- Excerpted text:
Hacker News new | past | comments | ask | show | jobs | submit login
Minimal Cross-Platform Graphics (zserge.com)
201 points by rrampage on Jan 24, 2023 | hide | past | favorite | 64 comments



I used to use a timer to limit the frame rate to 60 Hz too. But on Windows, I found that DwmFlush() seems to act like WaitVSync(), so I've been using that in preference for years now. I think this is undocumented behaviour. I guess what it actually does is wait until the compositor is ready for another frame.

To be able to call that function, I LoadLibrary("dwmapi.dll"), and then GetProcAddress(dwm, "DwmFlush").


> Issues a flush call that blocks the caller until the next present, when all of the Microsoft DirectX surface updates that are currently outstanding have been made.

DWM always runs with vsync so presents never happen more frequently than screen refreshes.


Why not just use VSync?


If I am not too much mistaken, because on some hardware (mobile), there is no vsync feedback.

vsync feedback support has to be queried (look at vulkan API/wayland API). Usually it is called "presentation" something.


How would I do that? I think there is any such function in the Win32 API.


Yes, I think you basically have to use a DirectX swap chain to get vsync presentation.



Perfect companion for this C graphics library: https://github.com/tsoding/olive.c


Is there any similar tutorial for XCB? Most documentation only covers libx11, and trying to extrapolate libxcb usage from that is tricky at best and heisenbug-prone at worst.


Very nice! I like that it's a single header. I wrote something similar although it's not single header, doesn't do audio, and no X11 backend https://github.com/samizzo/pixie. I use mine as a backend for Windows ports of MS-DOS demos that I make.


A similar x-platform library called TiGR (Tiny GRaphics):

https://github.com/erkkah/tigr

Brief discussion:

https://news.ycombinator.com/item?id=34310208


Very cool!

- Given information:

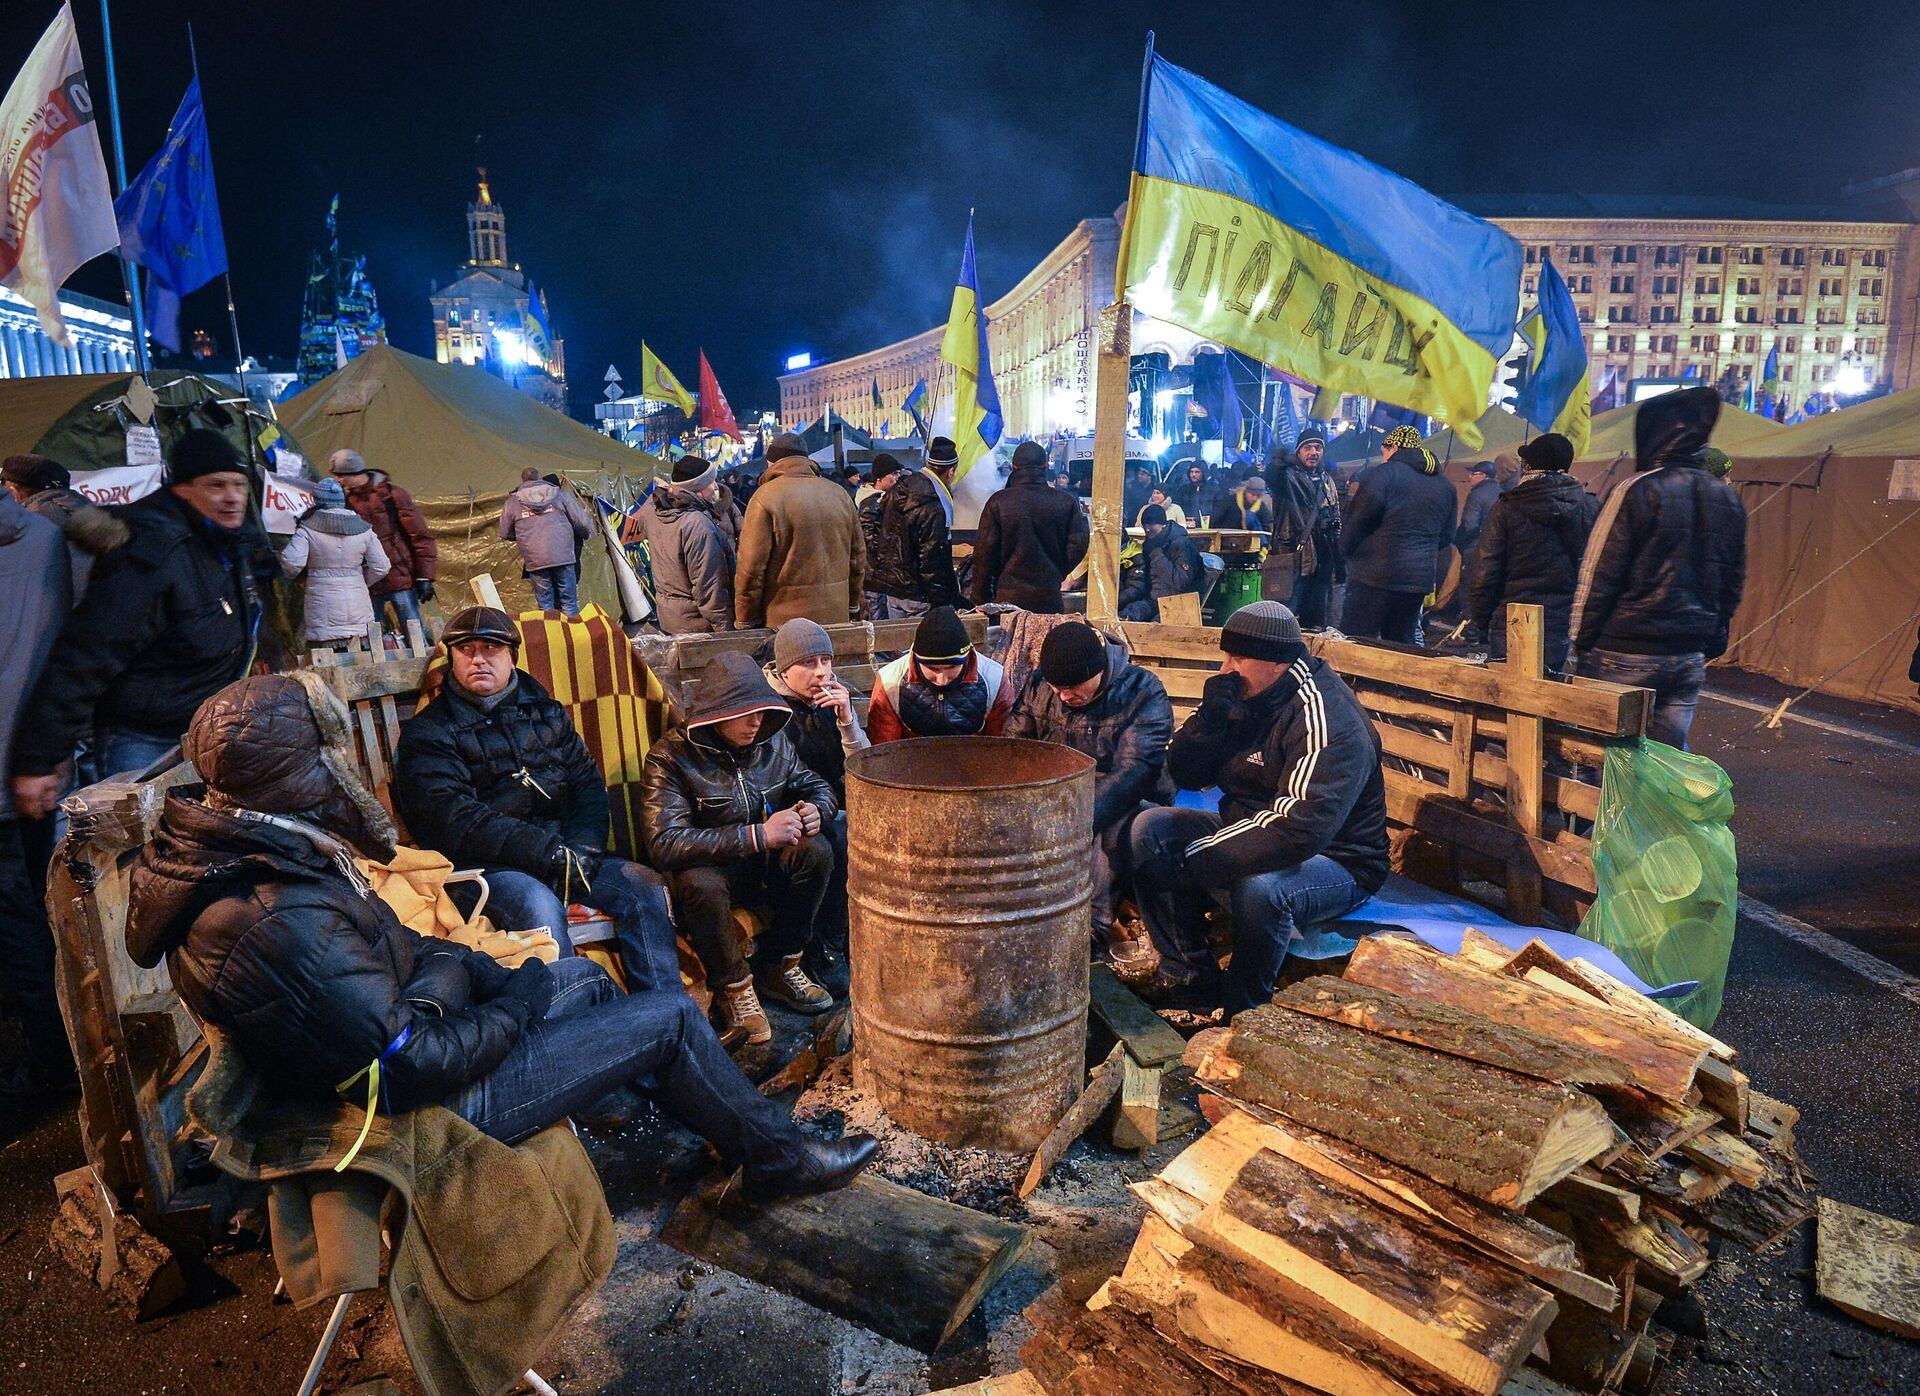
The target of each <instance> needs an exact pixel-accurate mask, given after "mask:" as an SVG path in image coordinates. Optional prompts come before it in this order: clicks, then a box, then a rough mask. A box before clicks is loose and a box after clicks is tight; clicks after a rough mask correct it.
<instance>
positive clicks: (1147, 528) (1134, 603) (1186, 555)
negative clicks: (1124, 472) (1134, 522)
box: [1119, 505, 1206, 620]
==
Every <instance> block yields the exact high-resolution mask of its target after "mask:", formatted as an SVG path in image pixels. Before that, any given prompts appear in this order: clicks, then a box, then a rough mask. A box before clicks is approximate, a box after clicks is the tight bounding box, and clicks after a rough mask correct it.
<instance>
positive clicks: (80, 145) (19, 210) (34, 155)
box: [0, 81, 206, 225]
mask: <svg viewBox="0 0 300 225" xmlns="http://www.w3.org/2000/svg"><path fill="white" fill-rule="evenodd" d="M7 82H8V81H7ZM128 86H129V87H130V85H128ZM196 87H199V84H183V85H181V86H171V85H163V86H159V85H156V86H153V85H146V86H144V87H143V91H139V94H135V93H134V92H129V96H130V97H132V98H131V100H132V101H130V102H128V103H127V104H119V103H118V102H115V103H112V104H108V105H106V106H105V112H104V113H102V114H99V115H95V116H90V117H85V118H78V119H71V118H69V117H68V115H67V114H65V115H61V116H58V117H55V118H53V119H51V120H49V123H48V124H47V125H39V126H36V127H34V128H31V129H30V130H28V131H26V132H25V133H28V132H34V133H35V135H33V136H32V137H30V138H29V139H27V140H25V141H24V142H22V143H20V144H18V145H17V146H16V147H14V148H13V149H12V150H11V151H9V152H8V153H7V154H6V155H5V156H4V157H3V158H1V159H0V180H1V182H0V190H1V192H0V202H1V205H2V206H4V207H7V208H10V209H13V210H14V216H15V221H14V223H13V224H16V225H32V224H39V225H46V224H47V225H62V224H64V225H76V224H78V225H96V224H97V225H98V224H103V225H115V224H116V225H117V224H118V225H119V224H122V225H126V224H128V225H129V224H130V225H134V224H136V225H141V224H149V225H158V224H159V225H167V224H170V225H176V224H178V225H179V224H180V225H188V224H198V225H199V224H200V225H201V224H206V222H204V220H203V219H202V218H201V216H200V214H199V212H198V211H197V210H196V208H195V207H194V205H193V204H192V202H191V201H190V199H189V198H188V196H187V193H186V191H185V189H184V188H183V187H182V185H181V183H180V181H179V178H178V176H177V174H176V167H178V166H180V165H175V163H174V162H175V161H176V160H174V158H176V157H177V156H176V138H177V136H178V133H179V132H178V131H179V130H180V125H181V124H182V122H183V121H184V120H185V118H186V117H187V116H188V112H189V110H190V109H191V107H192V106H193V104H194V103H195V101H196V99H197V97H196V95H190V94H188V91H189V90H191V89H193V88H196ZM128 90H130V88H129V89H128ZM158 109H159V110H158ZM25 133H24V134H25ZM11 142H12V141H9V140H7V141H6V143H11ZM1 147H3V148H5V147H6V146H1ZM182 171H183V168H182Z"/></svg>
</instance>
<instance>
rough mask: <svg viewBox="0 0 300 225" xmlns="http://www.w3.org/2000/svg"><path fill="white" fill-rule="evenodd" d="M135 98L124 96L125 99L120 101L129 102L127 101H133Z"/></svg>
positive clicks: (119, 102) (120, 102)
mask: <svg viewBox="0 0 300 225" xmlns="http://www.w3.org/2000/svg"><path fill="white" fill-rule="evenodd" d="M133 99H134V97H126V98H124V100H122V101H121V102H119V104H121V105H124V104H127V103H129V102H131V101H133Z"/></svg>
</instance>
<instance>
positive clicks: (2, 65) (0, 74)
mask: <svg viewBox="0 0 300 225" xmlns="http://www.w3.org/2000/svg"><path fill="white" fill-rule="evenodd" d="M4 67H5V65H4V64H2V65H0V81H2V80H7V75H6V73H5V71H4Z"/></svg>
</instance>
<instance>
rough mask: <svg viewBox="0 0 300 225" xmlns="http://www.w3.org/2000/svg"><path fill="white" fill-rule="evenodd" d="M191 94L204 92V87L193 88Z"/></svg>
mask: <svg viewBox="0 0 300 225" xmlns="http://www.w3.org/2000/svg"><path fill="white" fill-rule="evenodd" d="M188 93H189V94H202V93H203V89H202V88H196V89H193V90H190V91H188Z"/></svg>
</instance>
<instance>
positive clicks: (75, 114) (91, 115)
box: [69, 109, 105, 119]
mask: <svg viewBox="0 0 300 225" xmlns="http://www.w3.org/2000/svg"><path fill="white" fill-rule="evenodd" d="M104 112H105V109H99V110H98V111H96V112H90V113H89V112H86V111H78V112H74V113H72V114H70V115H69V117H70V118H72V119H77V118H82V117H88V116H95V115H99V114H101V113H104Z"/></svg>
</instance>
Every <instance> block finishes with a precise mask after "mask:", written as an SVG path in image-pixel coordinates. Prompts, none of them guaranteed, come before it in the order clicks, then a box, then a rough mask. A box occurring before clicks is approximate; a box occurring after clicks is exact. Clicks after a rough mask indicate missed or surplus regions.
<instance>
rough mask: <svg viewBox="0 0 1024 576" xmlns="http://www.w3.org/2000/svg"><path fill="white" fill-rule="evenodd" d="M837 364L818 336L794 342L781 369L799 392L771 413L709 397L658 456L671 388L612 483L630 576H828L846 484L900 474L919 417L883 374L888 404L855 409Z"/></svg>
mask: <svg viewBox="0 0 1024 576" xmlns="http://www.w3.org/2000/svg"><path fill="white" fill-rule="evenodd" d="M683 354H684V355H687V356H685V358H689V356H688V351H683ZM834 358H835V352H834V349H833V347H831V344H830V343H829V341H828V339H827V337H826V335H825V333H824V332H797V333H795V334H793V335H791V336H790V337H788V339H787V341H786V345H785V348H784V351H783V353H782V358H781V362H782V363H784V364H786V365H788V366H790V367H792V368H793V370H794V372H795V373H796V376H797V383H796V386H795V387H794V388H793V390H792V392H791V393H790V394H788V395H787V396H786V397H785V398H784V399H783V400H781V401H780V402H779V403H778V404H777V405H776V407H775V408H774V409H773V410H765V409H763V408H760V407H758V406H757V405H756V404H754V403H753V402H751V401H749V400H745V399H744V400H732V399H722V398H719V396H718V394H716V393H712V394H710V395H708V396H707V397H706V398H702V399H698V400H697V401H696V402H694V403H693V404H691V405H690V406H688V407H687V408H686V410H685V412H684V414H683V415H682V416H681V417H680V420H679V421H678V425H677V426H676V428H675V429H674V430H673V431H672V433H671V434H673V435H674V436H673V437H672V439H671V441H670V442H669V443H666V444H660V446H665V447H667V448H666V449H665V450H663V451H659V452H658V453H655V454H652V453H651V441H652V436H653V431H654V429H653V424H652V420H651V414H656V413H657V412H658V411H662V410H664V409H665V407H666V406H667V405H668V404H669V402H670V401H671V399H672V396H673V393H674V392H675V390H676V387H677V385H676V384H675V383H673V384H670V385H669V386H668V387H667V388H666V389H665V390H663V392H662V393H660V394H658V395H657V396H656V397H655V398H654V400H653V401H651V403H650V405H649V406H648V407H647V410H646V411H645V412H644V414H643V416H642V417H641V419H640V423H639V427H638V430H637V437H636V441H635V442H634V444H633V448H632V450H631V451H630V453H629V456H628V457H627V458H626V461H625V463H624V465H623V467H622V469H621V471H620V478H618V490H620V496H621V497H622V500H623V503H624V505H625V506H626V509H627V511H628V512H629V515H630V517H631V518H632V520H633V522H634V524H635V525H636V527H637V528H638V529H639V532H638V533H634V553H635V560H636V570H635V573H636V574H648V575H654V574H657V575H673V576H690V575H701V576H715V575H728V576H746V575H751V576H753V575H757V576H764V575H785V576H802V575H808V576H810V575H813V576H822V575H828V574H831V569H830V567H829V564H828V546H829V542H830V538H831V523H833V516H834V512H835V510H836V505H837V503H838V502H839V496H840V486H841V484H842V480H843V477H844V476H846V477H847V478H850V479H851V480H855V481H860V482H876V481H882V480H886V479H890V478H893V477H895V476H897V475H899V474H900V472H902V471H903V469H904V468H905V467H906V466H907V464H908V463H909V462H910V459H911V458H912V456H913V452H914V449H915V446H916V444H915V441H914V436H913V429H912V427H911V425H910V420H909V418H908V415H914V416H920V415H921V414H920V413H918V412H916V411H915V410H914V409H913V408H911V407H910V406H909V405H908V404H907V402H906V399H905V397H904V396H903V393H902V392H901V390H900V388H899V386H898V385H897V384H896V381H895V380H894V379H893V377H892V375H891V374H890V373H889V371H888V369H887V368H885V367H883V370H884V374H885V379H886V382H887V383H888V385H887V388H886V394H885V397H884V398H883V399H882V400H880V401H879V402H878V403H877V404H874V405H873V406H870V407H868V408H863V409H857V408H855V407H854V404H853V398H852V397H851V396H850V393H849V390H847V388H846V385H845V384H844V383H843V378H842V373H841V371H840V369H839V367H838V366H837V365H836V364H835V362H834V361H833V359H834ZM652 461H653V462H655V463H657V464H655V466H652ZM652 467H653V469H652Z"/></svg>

- Action item: Rewrite the part of the cross-platform graphics thread that begins at the words "vsync feedback support" and stops after "the Win32 API.", putting "Windows API" in place of "Win32 API".

- Task solution:
vsync feedback support has to be queried (look at vulkan API/wayland API). Usually it is called "presentation" something.


How would I do that? I think there is any such function in the Windows API.